• **What is being asked**:
Revise the material starting at the line that contains "Do not take my word for it — the gravel" and ending at the line that contains "0 415 1024 523", putting "paved shoulder" in place of "gravel shoulder" and keeping everything else the same. Reproduce only those lines.

• **Material supplied**:
·····
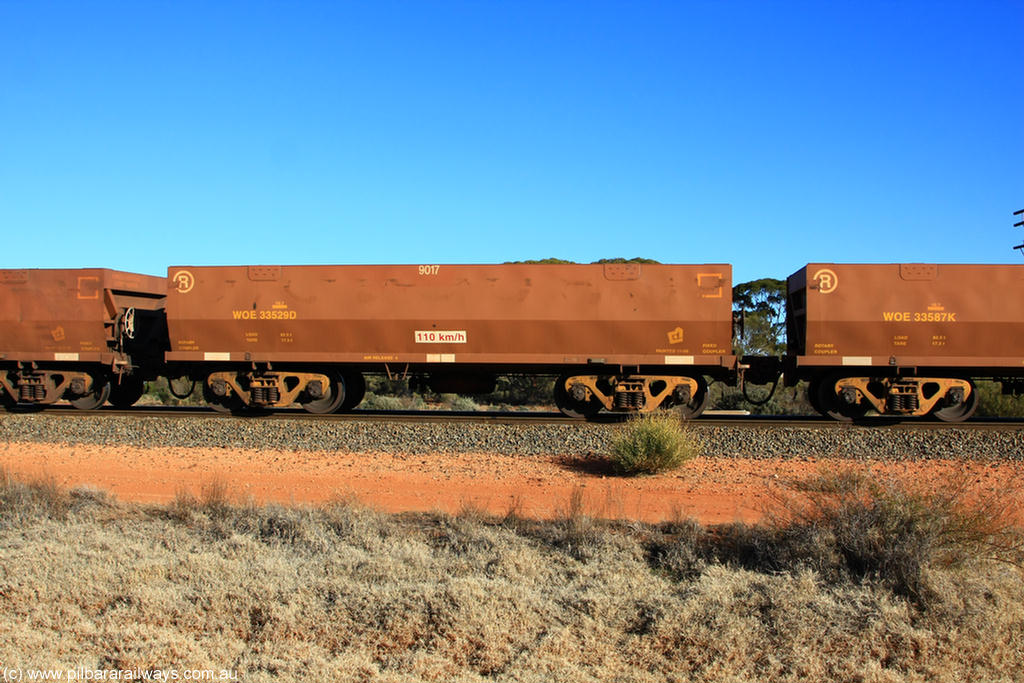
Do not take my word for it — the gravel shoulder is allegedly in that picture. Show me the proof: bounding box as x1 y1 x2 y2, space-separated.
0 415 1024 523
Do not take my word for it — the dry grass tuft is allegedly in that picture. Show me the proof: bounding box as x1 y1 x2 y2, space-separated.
·····
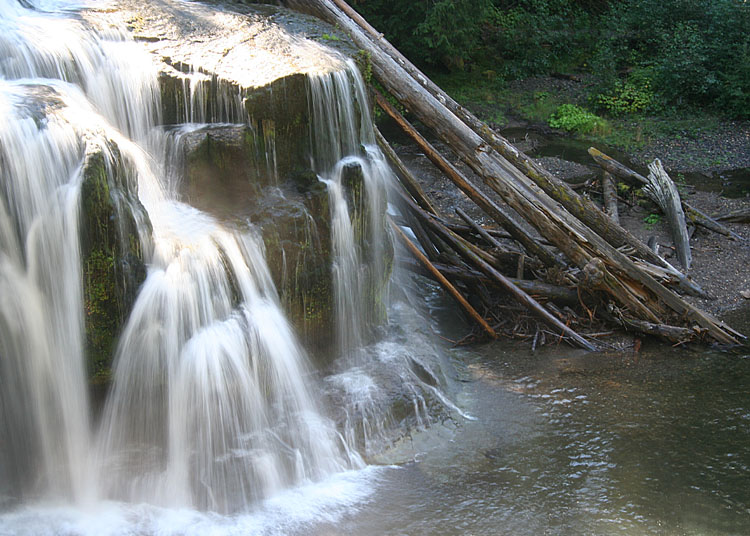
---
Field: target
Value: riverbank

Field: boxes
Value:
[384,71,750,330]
·····
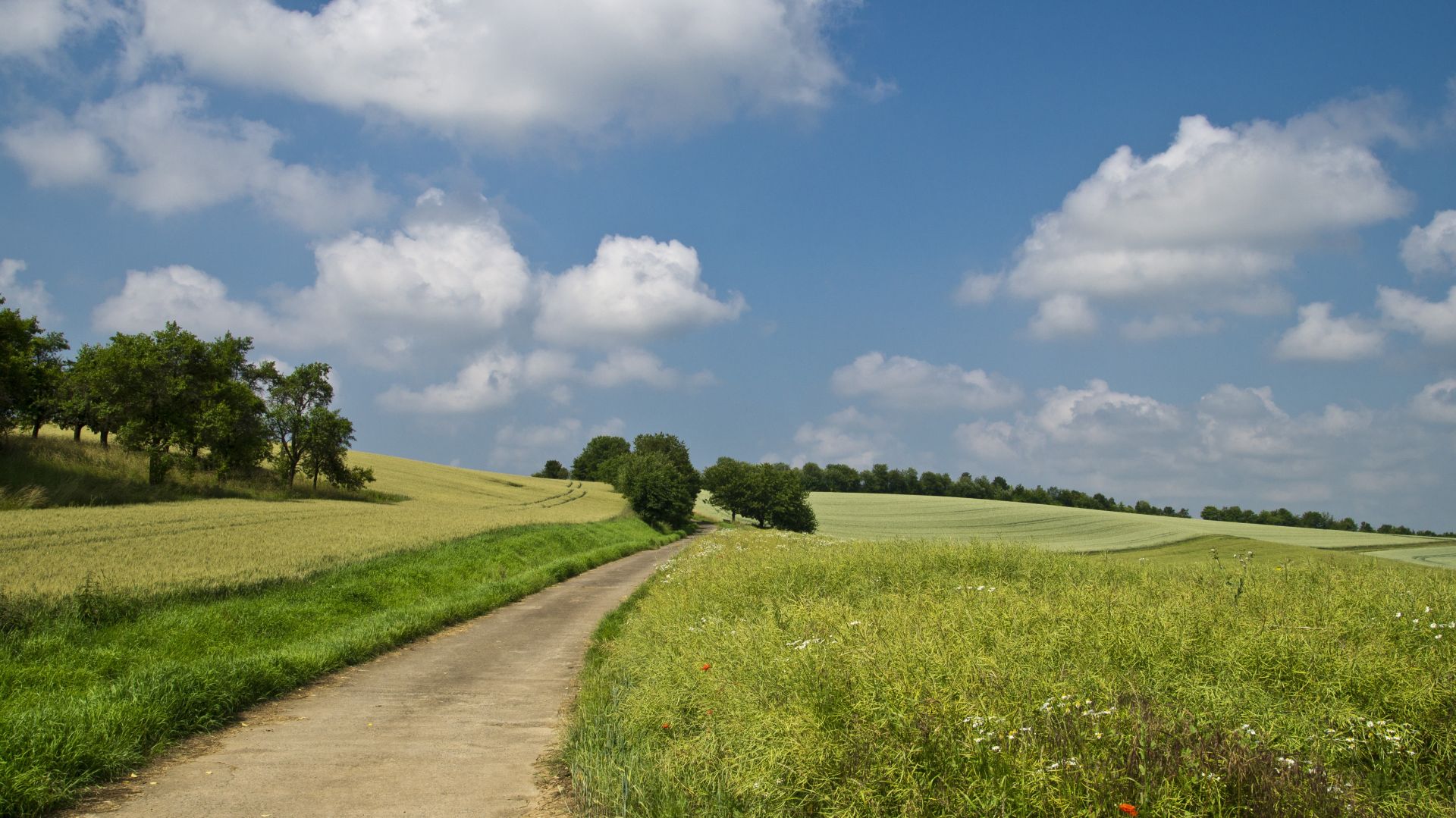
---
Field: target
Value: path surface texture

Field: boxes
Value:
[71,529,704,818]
·····
• **Written response**:
Do not take my word for it — the paved shoulder is allegedly in that picture. Show me the proof: bounding box as x1 y1 x2 y2, space-separated.
0 415 1024 523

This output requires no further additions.